*Records shown*.
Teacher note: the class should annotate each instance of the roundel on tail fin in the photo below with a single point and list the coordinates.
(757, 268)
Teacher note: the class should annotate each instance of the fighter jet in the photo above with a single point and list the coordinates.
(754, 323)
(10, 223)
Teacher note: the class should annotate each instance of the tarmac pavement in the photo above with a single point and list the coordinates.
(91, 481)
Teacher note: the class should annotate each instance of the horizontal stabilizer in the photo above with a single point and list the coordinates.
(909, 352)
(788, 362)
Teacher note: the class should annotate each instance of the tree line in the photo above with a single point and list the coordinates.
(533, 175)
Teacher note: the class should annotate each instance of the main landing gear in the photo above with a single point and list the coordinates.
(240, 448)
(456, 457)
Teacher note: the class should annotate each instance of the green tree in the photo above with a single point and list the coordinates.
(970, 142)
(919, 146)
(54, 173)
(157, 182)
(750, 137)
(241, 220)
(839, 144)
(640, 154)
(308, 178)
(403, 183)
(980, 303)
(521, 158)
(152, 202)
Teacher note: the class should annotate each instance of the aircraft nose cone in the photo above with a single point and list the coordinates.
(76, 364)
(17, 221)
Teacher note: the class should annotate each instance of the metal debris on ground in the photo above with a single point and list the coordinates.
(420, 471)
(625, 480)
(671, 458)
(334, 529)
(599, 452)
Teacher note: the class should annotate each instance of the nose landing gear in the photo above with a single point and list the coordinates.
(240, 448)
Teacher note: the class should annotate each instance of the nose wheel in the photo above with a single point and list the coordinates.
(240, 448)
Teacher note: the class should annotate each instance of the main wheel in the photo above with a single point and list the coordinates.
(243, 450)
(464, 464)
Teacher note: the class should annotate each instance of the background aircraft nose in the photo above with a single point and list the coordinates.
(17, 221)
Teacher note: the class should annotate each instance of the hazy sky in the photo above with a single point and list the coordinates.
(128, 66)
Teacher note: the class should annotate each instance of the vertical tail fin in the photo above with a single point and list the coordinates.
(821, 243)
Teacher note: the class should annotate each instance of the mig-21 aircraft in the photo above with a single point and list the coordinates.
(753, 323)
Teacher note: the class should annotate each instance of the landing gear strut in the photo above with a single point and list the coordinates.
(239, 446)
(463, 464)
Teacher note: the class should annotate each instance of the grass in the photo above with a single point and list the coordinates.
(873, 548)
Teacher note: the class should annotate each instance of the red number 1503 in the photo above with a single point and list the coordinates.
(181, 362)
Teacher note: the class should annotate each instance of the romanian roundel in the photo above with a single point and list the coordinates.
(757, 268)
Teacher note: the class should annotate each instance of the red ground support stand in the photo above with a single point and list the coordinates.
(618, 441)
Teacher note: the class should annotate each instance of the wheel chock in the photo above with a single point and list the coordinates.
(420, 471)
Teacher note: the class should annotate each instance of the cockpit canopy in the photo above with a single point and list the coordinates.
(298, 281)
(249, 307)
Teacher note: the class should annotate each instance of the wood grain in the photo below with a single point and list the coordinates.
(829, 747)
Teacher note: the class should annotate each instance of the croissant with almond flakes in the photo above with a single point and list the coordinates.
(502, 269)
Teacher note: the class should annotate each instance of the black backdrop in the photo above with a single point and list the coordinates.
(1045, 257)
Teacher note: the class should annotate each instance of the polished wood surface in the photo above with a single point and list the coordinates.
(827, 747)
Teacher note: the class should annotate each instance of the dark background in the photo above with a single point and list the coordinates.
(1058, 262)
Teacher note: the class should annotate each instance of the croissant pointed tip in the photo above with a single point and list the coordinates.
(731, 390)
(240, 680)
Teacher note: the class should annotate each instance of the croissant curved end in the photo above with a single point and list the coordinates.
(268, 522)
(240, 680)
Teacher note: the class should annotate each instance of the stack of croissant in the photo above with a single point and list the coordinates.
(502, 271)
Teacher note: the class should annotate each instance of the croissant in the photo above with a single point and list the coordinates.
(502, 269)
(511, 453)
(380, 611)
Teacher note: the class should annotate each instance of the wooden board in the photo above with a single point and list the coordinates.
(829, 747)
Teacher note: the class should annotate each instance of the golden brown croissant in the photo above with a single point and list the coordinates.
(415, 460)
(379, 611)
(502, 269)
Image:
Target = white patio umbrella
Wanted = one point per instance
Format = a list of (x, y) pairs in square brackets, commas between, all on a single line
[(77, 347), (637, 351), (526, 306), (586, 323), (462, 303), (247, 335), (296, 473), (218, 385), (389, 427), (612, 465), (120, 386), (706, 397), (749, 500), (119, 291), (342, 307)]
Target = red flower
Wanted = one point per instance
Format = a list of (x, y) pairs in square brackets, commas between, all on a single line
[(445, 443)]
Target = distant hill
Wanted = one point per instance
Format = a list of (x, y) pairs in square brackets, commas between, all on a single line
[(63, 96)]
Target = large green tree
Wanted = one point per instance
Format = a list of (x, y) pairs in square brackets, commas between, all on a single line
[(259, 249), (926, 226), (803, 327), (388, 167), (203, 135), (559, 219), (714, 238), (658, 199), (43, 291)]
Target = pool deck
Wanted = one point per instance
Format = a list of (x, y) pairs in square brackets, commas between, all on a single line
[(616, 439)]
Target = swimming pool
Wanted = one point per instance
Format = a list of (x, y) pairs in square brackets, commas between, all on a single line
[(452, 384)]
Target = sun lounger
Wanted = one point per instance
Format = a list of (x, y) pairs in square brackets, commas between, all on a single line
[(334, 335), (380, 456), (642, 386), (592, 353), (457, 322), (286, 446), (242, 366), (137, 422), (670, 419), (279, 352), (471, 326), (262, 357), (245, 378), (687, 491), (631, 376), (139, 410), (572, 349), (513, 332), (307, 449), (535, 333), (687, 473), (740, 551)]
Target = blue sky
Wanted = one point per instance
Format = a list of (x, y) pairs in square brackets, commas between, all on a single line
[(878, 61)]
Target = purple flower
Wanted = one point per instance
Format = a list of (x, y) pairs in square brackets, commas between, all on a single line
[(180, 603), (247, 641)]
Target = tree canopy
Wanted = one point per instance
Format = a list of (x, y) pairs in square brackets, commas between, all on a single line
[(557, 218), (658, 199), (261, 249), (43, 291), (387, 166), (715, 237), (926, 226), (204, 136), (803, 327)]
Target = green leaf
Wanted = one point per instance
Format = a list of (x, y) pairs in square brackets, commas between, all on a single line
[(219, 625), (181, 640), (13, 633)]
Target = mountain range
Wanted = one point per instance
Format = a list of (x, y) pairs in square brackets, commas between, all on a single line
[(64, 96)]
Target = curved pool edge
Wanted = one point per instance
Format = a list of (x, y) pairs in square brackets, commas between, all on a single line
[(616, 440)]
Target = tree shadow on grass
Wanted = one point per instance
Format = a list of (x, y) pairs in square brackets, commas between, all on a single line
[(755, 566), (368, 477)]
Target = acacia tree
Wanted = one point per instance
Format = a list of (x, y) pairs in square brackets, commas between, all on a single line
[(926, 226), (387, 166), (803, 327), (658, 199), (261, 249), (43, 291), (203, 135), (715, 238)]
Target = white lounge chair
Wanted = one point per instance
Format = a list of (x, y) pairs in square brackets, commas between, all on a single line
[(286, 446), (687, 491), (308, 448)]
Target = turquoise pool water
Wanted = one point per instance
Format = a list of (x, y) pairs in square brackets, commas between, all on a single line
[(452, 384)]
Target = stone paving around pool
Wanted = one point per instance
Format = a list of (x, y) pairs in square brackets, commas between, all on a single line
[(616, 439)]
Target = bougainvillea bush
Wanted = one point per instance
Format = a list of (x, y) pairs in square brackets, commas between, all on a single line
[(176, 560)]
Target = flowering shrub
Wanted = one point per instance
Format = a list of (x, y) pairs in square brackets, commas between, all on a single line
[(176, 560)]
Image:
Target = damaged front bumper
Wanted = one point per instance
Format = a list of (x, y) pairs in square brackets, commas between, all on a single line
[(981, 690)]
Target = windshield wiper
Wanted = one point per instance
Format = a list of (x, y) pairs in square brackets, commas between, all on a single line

*Task directions*. Count every line in the data that contains the word "white", then give that count and nothing else.

*Output for this exercise*. 2